**PASSAGE GIVEN**
# Help out a new player!



## MrRcNw (Feb 28, 2013)

So I'm a new player to fantasy from 40k and I'm starting an OnG army i want to go orc heavy with mainly savage orks, could you give me advice?


----------



## Ratvan (Jun 20, 2011)

What point limit are you looking at? Is it for friendly or tournament play?


----------



## MrRcNw (Feb 28, 2013)

mainly friendlies 2000pts max maybe 3000 at a push


----------



## Ratvan (Jun 20, 2011)

Well a decent start for an army would be something like this

Savage Orc Warboss - 245
Basha's Axe of Stunty Smashin', Armour of Silvered Steel

Black Orc Big Boss - 165 
Battle Standard Bearer, Sword of Battle, Talisman of Endurance

Savage Orc Shaman - 155 
Level 2, Lucky Shrunken Head

33 Savage Orc Big'Uns - 398 pts
Extra Hand Weapon, Full Command

It comes to 963 Points so plenty of room for what ever else you want in your army, the whole unit has a 5++ ward save so is fairly durable. The SO Warboss has a Leadership 9, 2+ save (with 5++ ward save) and hits with 6 S7 Attacks in the first round of combat and 6 S6 attacks after that. The BSB will allow you to have the same ward save as the rest of the unit and hits with 4 S5 attacks in first round and 4 S4 thereafter, more importantly he allow re rolls to tests and can negate animosity rolls (trust me you'll learn tot live with these)

**EXCERPTED DATA**

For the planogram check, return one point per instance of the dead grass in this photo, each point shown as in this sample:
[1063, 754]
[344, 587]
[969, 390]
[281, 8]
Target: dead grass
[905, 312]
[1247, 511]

**TASK BRIEF**
In the forum thread, are these statements correct? Answer yes or no for each, and quote the words from the thread that decide it.
(a) The suggested start for the army totals 963 points.
(b) The Savage Orc Shaman in the suggested list is Level 3.
(c) The new player wants the army mainly for tournament play.

**TASK ANSWER**
(a) Yes: "It comes to 963 Points"
(b) No: "Level 2, Lucky Shrunken Head"
(c) No: "mainly friendlies 2000pts max maybe 3000 at a push"